- [What is being asked]:
Please copy out the records below from the line with "the truck shadow" up to and including the line with "with the door", keeping every character unchanged.

Items listed in a dataset:
- - - - -

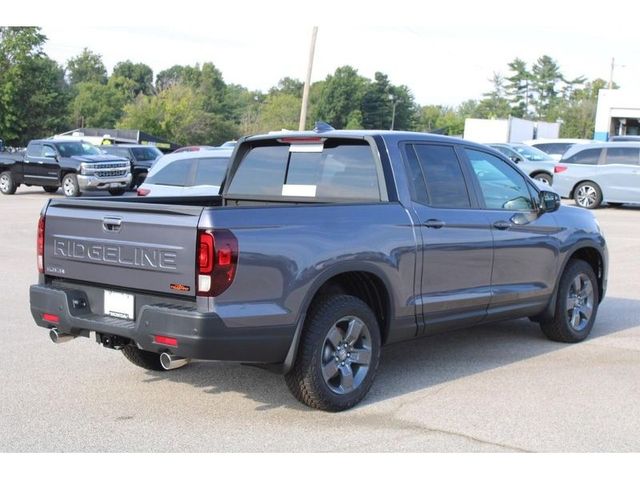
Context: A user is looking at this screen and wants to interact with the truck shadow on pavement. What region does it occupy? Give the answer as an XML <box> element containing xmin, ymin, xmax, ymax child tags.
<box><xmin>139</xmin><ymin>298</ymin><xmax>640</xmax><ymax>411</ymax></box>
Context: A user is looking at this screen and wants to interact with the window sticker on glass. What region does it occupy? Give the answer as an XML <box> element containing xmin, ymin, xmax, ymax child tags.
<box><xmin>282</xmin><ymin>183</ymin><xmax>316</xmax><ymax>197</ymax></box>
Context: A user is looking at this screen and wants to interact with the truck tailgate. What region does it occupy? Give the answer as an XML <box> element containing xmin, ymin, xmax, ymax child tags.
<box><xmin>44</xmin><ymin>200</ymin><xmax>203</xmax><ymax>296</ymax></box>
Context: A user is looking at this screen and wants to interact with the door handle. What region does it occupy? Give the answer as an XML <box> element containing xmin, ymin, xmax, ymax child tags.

- - - - -

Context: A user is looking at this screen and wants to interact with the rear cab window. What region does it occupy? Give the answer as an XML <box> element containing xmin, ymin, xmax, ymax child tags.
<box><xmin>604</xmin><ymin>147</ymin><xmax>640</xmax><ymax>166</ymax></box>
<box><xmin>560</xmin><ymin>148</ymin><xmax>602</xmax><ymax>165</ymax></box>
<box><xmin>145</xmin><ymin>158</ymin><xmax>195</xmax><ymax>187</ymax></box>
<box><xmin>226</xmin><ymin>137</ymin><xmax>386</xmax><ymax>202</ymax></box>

- - - - -

- [Exercise answer]:
Context: A user is looking at this screen and wants to interact with the truck shadow on pavement. What region does it occupy? Give the answer as an XML <box> element containing xmin, ymin, xmax, ymax child tags.
<box><xmin>139</xmin><ymin>298</ymin><xmax>640</xmax><ymax>411</ymax></box>
Context: A user is looking at this screen and wants to interact with the window sticker on glass. What region does it occupy? Give the answer as an XML <box> element containing xmin, ymin, xmax, ymax child tags.
<box><xmin>282</xmin><ymin>183</ymin><xmax>316</xmax><ymax>197</ymax></box>
Context: A user is looking at this screen and wants to interact with the truck tailgate. What region does it occupy? Give the answer as an XML <box> element containing xmin, ymin, xmax, ymax child tags.
<box><xmin>44</xmin><ymin>200</ymin><xmax>203</xmax><ymax>296</ymax></box>
Context: A user is looking at this screen and wants to interact with the door handle. What region does it occupy? Give the answer as an XML <box> element containing xmin, ymin, xmax, ymax child tags.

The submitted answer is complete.